### Problem statement
Revise the records from their start through the line containing "positive clicks: (943, 972)" by replacing "rough mask" with "coarse mask" and leaving everything else unchanged. Give only those revised lines, without the pictures.
■ ■ ■ ■ ■
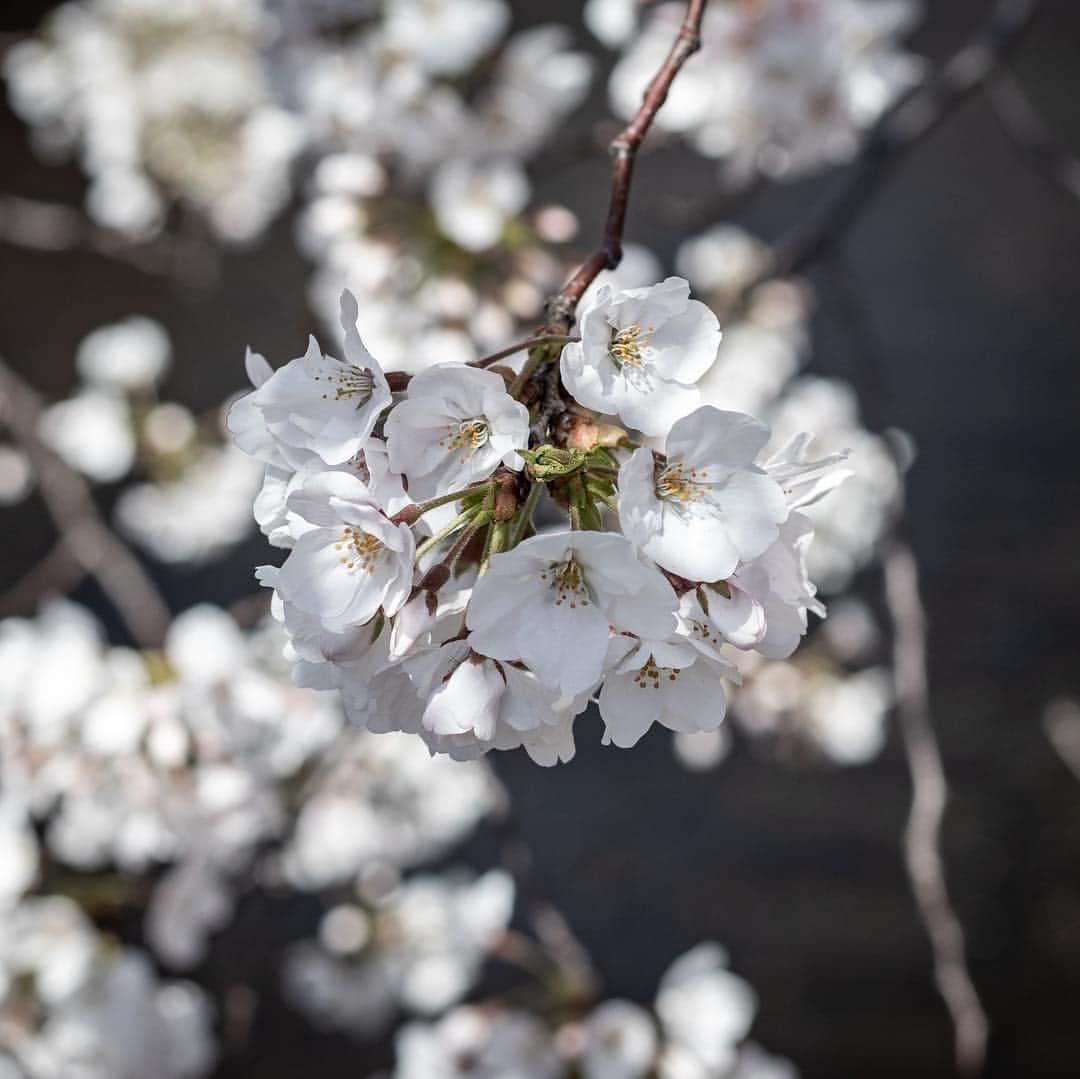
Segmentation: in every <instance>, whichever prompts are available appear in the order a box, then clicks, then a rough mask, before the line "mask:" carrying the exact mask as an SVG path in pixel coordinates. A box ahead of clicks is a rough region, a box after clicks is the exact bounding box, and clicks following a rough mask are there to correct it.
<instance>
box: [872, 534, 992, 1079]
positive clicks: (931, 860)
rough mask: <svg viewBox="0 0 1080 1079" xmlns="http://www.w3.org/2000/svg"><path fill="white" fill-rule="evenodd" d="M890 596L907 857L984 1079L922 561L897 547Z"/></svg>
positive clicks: (943, 972)
mask: <svg viewBox="0 0 1080 1079" xmlns="http://www.w3.org/2000/svg"><path fill="white" fill-rule="evenodd" d="M885 591H886V602H887V604H888V607H889V613H890V616H891V618H892V622H893V666H894V672H895V680H896V717H897V721H899V725H900V733H901V738H902V741H903V744H904V753H905V755H906V757H907V766H908V769H909V771H910V774H912V807H910V811H909V813H908V818H907V826H906V828H905V831H904V855H905V861H906V863H907V873H908V876H909V878H910V881H912V890H913V892H914V893H915V901H916V904H917V905H918V908H919V916H920V917H921V919H922V923H923V926H924V927H926V930H927V935H928V936H929V938H930V946H931V949H932V952H933V962H934V979H935V981H936V983H937V989H939V992H940V993H941V995H942V998H943V999H944V1000H945V1006H946V1008H947V1009H948V1012H949V1015H950V1016H951V1020H953V1027H954V1046H955V1058H956V1067H957V1070H958V1071H960V1073H961V1074H962V1075H966V1076H977V1075H980V1074H981V1073H982V1070H983V1065H984V1063H985V1060H986V1040H987V1035H988V1033H989V1021H988V1020H987V1017H986V1012H985V1011H984V1009H983V1006H982V1003H981V1002H980V999H978V993H977V990H976V989H975V984H974V982H973V981H972V977H971V973H970V972H969V970H968V965H967V960H966V958H964V943H963V928H962V927H961V925H960V920H959V918H958V917H957V915H956V912H955V911H954V908H953V905H951V902H950V900H949V895H948V888H947V886H946V882H945V867H944V862H943V858H942V851H941V828H942V819H943V817H944V815H945V805H946V800H947V797H948V784H947V781H946V778H945V768H944V765H943V764H942V757H941V751H940V748H939V745H937V739H936V737H935V736H934V729H933V724H932V721H931V716H930V701H929V689H928V678H927V630H926V612H924V610H923V608H922V601H921V599H920V597H919V571H918V565H917V563H916V561H915V555H914V554H913V553H912V551H910V549H909V548H907V547H906V545H904V544H902V543H899V542H894V543H893V544H892V545H891V547H890V548H889V550H888V551H887V552H886V556H885Z"/></svg>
■ ■ ■ ■ ■
### Answer for this exercise
Segmentation: in every <instance>, whichever prompts are available appear in the order a box, then clicks, then a coarse mask, before the line "mask:" carrying the exact mask as an SVG path in pixel coordinates. A box ahead of clicks is a rough region, a box after clicks is the exact bounding box, and clicks following a coarse mask are there to correct it.
<instance>
box: [872, 534, 992, 1079]
positive clicks: (931, 860)
coarse mask: <svg viewBox="0 0 1080 1079" xmlns="http://www.w3.org/2000/svg"><path fill="white" fill-rule="evenodd" d="M890 596L907 857L984 1079L922 561L897 547Z"/></svg>
positive clicks: (943, 972)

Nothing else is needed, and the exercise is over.